How many lines below contain the string "airplane"? Case counts. Give only the number.

• Records provided:
──────────
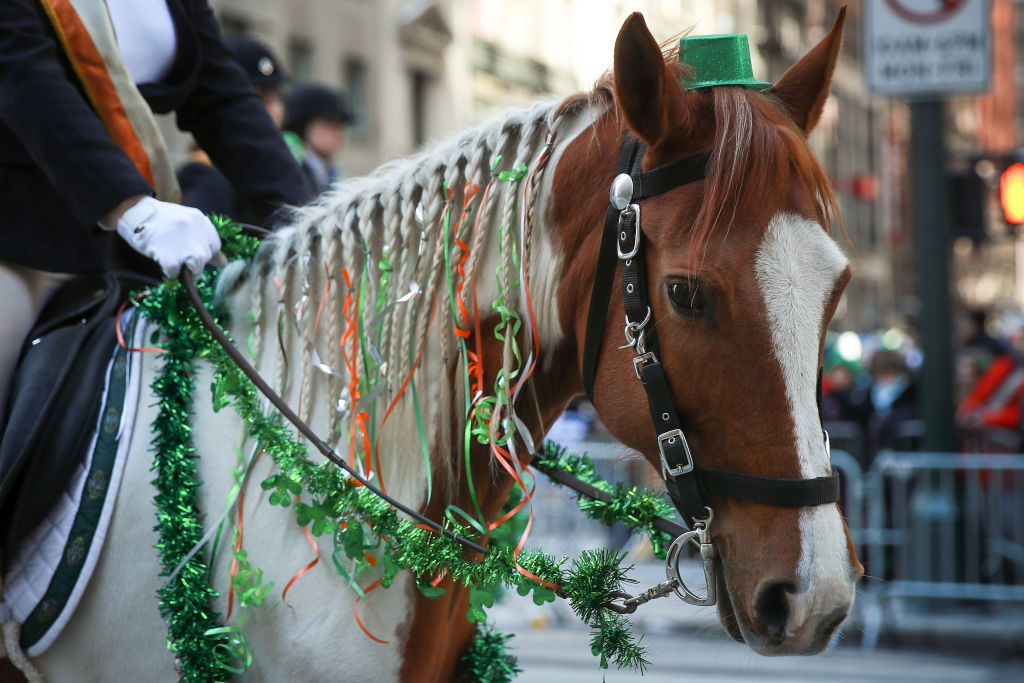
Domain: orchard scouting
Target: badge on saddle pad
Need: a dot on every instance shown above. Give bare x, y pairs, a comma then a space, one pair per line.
723, 59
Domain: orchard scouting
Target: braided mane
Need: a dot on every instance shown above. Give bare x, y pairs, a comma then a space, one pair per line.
373, 250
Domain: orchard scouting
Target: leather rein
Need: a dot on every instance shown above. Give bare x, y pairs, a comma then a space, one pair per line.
188, 283
687, 483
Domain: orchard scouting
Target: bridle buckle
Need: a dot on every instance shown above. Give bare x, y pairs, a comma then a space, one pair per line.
635, 249
669, 438
640, 360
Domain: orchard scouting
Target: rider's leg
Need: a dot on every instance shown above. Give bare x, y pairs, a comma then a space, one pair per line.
24, 292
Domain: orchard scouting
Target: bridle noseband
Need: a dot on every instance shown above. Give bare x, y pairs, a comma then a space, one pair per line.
687, 483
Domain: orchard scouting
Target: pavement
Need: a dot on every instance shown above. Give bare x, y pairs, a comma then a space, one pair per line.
919, 642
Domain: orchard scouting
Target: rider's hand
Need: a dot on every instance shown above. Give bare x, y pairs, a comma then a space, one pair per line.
169, 233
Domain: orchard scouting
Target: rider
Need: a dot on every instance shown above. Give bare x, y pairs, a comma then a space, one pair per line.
81, 157
316, 120
203, 185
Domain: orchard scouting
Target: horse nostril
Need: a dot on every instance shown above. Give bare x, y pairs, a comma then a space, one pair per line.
771, 609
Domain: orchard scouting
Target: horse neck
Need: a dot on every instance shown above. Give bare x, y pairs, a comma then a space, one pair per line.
355, 301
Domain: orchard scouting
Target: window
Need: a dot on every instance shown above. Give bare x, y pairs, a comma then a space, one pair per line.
421, 88
353, 72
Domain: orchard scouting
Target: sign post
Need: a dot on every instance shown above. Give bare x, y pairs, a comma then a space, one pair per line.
924, 49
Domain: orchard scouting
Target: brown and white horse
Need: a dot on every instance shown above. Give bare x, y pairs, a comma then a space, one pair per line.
752, 239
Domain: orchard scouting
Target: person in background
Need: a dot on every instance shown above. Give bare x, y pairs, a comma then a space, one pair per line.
894, 401
203, 185
82, 161
316, 120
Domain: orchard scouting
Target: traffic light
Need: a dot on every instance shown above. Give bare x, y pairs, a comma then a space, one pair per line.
1012, 194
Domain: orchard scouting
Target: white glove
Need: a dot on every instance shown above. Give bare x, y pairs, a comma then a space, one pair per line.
169, 233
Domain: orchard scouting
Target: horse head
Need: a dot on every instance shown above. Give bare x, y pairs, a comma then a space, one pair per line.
741, 279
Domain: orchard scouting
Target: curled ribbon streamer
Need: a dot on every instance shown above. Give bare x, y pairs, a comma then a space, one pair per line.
236, 648
303, 570
468, 191
327, 290
355, 612
119, 331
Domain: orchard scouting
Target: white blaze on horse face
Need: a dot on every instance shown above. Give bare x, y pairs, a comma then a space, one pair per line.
797, 268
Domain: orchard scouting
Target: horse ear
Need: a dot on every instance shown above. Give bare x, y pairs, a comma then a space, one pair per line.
804, 87
642, 81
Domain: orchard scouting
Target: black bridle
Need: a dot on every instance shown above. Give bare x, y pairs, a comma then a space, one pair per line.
687, 483
188, 284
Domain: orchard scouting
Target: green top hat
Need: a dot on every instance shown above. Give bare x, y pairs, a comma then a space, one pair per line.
721, 59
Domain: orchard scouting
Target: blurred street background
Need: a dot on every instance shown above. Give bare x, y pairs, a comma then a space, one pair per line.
924, 364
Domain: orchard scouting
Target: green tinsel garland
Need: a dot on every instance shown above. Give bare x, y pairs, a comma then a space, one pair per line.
632, 506
336, 508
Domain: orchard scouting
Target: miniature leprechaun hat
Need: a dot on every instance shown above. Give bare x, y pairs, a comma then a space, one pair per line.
722, 59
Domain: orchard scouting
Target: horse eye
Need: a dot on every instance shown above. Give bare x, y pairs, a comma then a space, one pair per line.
689, 298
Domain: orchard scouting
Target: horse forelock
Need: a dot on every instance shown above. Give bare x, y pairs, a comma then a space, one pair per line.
759, 154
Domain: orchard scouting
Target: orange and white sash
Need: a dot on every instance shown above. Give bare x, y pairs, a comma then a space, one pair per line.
86, 34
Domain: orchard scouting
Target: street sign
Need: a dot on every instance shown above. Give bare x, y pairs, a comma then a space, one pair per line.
927, 47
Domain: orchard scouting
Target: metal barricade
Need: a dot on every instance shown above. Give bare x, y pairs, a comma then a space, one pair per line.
942, 526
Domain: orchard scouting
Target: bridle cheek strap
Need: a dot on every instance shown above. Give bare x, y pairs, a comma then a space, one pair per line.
687, 484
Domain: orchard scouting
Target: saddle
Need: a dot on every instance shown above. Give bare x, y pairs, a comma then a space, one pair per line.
56, 396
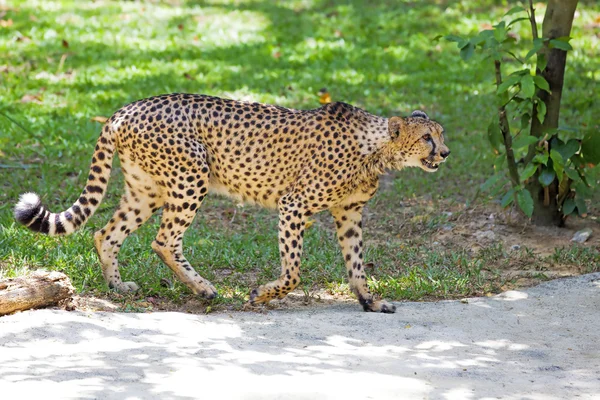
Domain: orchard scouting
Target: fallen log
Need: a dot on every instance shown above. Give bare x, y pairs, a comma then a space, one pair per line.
37, 290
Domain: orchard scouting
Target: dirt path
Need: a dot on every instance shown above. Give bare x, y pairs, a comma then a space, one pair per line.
541, 343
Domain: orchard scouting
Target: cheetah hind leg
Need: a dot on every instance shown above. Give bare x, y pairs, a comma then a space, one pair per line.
130, 215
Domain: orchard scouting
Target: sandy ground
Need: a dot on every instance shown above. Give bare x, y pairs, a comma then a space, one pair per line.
540, 343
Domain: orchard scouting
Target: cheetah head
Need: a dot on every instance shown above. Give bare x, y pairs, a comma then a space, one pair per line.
418, 141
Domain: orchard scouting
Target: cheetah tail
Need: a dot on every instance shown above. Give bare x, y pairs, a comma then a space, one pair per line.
30, 212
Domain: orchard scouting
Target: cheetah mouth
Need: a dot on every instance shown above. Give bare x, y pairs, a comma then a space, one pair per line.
430, 165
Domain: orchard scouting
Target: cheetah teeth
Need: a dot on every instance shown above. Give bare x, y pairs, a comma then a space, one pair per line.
429, 164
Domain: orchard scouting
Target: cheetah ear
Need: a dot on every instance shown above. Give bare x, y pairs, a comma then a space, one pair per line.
395, 126
419, 114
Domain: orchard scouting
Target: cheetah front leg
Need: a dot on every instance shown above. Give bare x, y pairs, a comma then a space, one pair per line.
291, 232
349, 232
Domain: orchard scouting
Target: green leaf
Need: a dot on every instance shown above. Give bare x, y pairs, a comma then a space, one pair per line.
524, 141
500, 32
581, 207
572, 174
507, 83
514, 10
453, 38
467, 51
542, 83
541, 158
508, 198
481, 37
514, 21
528, 171
494, 134
527, 86
525, 202
590, 148
525, 118
582, 190
559, 164
537, 45
547, 177
560, 44
568, 206
541, 111
499, 162
566, 150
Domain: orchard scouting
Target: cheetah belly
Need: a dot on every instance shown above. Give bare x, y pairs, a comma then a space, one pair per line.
266, 194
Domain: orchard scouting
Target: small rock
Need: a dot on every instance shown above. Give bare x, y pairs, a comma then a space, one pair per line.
582, 235
490, 235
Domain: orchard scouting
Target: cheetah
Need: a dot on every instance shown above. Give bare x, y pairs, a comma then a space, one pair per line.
177, 148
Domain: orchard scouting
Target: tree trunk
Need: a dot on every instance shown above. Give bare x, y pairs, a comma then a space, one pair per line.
558, 21
40, 289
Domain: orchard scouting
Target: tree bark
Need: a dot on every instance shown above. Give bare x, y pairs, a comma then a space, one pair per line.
40, 289
558, 21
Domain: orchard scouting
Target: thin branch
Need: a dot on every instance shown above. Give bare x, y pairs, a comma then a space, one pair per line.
16, 123
532, 20
505, 129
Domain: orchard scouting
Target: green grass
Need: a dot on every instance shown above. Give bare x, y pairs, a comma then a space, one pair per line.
65, 62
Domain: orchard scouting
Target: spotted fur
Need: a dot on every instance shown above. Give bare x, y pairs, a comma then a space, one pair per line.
175, 149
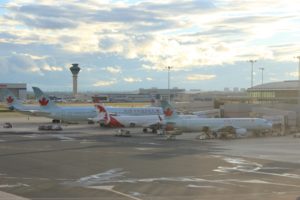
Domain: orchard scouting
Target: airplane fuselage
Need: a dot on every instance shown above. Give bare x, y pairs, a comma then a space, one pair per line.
71, 114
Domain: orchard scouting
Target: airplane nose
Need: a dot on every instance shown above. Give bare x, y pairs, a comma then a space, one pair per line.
270, 124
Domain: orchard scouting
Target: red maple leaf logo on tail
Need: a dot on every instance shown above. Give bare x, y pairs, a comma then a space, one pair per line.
43, 101
9, 99
168, 112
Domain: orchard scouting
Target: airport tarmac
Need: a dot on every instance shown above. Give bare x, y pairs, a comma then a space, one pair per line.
88, 162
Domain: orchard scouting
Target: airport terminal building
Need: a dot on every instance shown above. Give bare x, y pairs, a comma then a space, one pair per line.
18, 89
275, 92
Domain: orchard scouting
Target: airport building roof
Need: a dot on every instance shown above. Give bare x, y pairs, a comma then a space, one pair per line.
283, 85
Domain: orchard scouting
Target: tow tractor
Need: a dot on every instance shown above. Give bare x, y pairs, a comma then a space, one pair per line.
123, 133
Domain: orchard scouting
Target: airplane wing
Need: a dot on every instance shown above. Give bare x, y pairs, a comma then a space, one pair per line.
34, 112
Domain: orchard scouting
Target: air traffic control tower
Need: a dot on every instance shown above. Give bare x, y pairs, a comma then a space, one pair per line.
75, 71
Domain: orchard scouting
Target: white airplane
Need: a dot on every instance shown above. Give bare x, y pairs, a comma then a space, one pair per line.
238, 126
15, 104
153, 121
68, 114
87, 113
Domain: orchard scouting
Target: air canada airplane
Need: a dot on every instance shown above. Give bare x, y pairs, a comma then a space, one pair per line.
15, 104
86, 113
239, 126
153, 121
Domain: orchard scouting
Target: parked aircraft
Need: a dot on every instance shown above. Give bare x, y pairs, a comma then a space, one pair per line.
15, 104
238, 126
153, 121
87, 113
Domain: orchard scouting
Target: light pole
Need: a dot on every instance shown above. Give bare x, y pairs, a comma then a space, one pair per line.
262, 74
298, 57
252, 62
169, 69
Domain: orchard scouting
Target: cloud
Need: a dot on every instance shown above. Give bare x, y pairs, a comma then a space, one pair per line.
292, 74
200, 77
132, 80
113, 70
104, 83
52, 68
149, 79
107, 35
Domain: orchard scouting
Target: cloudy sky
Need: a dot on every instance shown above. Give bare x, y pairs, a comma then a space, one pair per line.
126, 45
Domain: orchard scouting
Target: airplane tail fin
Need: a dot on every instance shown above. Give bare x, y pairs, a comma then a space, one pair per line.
168, 110
43, 99
102, 113
11, 99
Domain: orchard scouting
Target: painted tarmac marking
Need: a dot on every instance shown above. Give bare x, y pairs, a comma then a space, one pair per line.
110, 189
249, 167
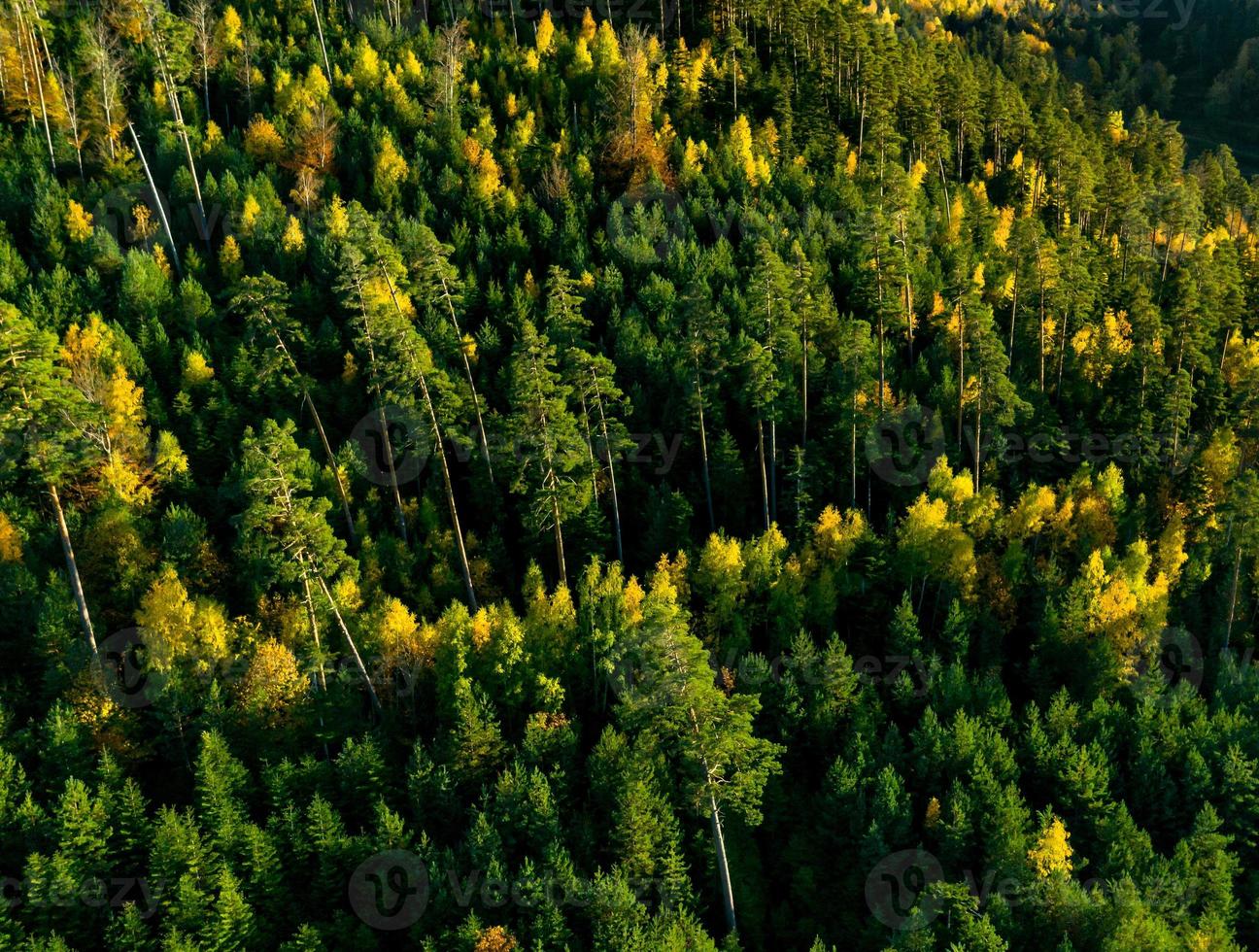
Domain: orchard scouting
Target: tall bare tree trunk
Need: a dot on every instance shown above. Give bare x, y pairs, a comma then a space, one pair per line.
612, 468
72, 569
331, 462
349, 640
450, 493
161, 208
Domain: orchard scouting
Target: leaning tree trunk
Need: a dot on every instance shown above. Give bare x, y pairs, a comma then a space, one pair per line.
612, 468
450, 493
349, 640
72, 569
332, 464
708, 483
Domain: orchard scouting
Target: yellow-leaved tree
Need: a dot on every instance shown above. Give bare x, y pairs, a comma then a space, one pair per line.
1051, 855
177, 628
119, 425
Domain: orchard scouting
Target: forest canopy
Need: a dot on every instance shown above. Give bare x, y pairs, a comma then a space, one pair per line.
676, 476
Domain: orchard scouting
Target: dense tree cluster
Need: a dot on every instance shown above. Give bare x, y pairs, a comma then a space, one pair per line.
766, 476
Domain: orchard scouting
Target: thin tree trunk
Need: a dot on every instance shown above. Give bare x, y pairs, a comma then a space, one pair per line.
331, 462
467, 369
161, 209
310, 613
723, 867
560, 539
319, 26
612, 468
72, 569
450, 493
765, 483
349, 640
1233, 597
708, 484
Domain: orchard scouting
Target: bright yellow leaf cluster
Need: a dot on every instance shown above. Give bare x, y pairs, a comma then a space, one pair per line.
1051, 855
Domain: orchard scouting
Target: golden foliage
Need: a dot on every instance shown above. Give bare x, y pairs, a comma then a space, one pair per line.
494, 939
79, 221
11, 542
180, 629
196, 370
1051, 855
273, 681
262, 141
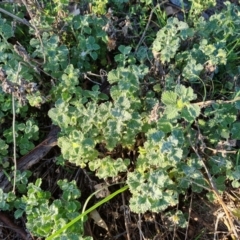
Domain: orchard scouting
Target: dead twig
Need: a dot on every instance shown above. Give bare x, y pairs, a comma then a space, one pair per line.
149, 20
215, 191
210, 102
10, 224
126, 217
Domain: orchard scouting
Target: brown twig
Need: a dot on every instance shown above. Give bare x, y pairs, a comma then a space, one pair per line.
210, 102
10, 224
126, 218
215, 191
33, 157
149, 20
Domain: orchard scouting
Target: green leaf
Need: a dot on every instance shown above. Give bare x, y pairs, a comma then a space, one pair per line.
235, 131
169, 98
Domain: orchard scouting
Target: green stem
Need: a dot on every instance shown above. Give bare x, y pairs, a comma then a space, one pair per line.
106, 199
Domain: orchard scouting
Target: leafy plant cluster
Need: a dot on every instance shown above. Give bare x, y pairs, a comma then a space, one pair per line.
172, 122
──────────
• Solution to the problem: 6